**JOB:** Find "of the building" in the material below, then copy that line and every subsequent line to the end, exactly.

**DATA IN THIS EXERCISE:**
* Start *

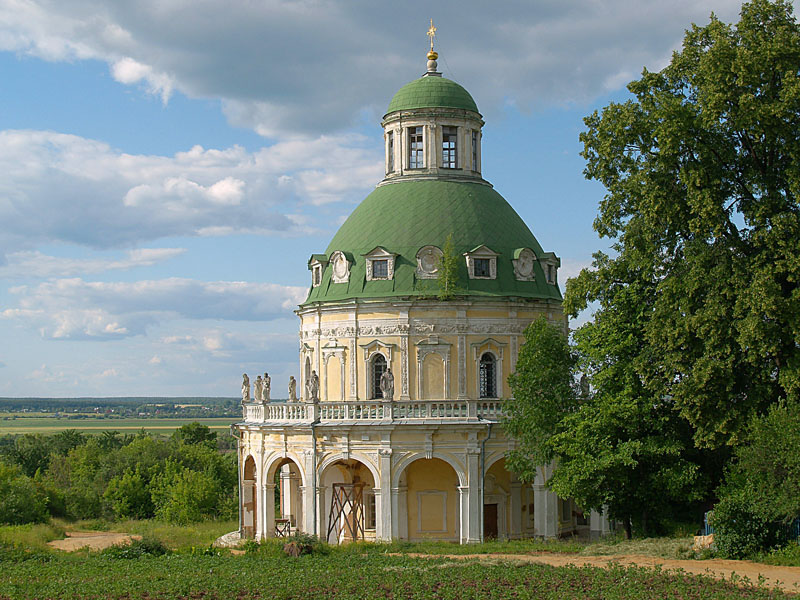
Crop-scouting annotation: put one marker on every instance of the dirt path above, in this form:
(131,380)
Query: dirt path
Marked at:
(783,578)
(95,540)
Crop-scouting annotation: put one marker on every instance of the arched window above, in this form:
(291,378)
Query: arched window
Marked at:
(488,379)
(378,368)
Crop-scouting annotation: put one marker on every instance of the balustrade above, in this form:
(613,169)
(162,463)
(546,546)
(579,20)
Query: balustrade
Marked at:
(374,410)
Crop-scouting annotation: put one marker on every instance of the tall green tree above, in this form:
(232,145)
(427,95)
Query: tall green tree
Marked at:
(614,449)
(702,172)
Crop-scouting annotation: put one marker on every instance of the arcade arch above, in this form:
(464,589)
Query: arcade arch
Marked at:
(355,509)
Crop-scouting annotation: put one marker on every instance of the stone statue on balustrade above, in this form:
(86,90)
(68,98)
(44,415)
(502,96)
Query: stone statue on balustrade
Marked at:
(258,389)
(312,388)
(245,388)
(265,390)
(387,385)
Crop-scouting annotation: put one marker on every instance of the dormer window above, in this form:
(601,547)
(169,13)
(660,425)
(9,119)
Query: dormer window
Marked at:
(550,263)
(341,267)
(481,267)
(380,264)
(390,152)
(449,147)
(380,269)
(524,259)
(317,264)
(474,150)
(416,154)
(482,263)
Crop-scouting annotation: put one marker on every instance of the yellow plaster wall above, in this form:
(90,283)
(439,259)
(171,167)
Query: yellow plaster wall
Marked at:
(429,517)
(503,480)
(433,377)
(333,379)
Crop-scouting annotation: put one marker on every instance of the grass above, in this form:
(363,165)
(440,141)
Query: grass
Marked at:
(47,425)
(661,547)
(31,535)
(343,575)
(175,537)
(491,547)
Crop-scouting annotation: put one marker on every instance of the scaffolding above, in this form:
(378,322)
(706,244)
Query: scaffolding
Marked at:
(347,511)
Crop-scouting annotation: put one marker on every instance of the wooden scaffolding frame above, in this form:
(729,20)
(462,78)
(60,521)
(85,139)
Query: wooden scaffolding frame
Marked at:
(347,496)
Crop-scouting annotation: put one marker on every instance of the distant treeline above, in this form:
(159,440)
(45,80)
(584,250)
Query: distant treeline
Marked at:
(127,406)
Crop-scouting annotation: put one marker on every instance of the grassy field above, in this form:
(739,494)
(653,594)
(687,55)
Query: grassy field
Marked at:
(340,575)
(50,424)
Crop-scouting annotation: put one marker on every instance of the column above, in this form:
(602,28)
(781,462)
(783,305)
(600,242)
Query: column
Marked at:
(462,367)
(545,505)
(474,511)
(269,510)
(383,500)
(322,512)
(598,525)
(515,531)
(400,512)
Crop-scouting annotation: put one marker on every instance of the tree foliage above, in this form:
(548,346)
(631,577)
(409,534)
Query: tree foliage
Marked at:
(761,494)
(702,172)
(181,479)
(616,450)
(447,275)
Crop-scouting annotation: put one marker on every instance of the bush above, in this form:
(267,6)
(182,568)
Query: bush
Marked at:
(21,499)
(740,528)
(147,546)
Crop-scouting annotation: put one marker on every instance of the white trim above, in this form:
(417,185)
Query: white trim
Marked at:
(443,495)
(482,252)
(340,267)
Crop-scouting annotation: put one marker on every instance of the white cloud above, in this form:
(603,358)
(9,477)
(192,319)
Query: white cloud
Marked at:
(129,71)
(289,67)
(64,188)
(36,264)
(70,309)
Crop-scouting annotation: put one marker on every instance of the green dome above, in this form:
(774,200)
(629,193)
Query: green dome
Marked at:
(432,92)
(404,217)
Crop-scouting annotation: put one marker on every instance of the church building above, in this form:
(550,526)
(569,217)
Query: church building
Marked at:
(413,322)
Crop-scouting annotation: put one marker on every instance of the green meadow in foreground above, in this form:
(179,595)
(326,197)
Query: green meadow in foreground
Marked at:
(265,573)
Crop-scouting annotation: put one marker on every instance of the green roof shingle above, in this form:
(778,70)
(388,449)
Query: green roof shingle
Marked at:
(432,92)
(404,217)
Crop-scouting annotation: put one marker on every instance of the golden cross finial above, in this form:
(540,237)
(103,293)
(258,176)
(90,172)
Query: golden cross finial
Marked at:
(432,34)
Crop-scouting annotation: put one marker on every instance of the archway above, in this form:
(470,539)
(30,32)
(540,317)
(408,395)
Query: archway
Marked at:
(287,510)
(248,507)
(379,366)
(429,498)
(339,520)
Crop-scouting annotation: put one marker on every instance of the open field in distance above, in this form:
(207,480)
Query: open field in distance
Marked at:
(10,424)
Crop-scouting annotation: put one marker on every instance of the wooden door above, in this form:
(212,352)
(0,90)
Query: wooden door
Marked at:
(489,521)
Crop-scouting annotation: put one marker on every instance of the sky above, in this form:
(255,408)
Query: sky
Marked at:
(167,167)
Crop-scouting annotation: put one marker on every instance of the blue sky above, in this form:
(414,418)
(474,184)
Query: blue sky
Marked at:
(168,166)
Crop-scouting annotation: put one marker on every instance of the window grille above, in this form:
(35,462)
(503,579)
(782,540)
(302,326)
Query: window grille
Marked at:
(416,157)
(378,368)
(449,147)
(487,376)
(390,144)
(380,269)
(474,150)
(481,267)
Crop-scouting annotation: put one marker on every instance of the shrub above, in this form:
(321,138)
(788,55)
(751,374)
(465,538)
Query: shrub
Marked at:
(21,499)
(147,546)
(740,528)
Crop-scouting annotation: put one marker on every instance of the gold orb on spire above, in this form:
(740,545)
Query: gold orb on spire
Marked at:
(432,55)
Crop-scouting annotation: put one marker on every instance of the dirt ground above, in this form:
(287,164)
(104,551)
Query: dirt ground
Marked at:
(783,578)
(95,540)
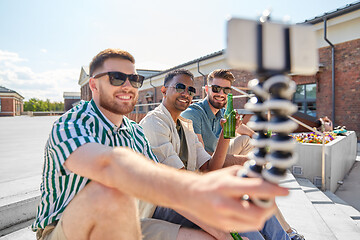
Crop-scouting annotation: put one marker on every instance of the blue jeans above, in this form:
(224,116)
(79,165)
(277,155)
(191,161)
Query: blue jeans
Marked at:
(272,229)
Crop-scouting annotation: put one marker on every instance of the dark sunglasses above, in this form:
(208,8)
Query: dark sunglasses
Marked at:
(217,89)
(180,88)
(119,78)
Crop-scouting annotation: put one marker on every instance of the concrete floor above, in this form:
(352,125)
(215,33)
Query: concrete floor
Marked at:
(350,190)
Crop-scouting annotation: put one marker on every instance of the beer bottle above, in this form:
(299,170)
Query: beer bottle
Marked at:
(230,116)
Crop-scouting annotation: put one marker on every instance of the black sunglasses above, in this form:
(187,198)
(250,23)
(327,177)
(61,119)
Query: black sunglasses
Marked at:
(180,88)
(119,78)
(217,89)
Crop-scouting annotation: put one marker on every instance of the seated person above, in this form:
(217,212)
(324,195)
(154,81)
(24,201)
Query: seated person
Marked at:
(174,142)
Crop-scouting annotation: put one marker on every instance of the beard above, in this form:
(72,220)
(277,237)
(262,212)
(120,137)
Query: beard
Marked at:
(217,105)
(108,102)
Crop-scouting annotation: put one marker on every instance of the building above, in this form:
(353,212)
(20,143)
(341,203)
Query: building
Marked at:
(333,91)
(11,102)
(71,99)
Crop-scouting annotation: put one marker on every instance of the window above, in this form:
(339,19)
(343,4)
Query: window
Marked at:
(305,98)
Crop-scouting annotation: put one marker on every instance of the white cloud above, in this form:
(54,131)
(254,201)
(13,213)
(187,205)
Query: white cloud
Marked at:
(42,85)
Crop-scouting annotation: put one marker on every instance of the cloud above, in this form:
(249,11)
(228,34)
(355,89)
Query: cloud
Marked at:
(43,85)
(6,56)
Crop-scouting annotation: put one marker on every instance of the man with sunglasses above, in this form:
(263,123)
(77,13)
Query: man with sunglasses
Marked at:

* End *

**FULL SOLUTION:**
Crop-scouting annotation: put one marker on every instance of the building above, in this form:
(353,212)
(20,143)
(341,203)
Query: building
Marked at:
(333,91)
(11,102)
(71,99)
Crop-scouting annotation: put one marker on every instance of the window above, in this form:
(339,19)
(343,4)
Query: window
Marked at:
(305,98)
Crop-scouting annotation: put one marker on every instance of the white cloud above, in this form:
(54,131)
(254,201)
(13,213)
(187,205)
Query: white cloud
Marked at:
(42,85)
Crop-scouting annotation: put one marker on every instance of the cloud above, in this form:
(249,11)
(228,34)
(355,89)
Query: cloud
Marked at:
(43,85)
(6,56)
Crop-scouting annotation: put one marker on every instance of the man with sunglasses above, in this form:
(263,123)
(77,13)
Query: man with sunglasses
Marked at:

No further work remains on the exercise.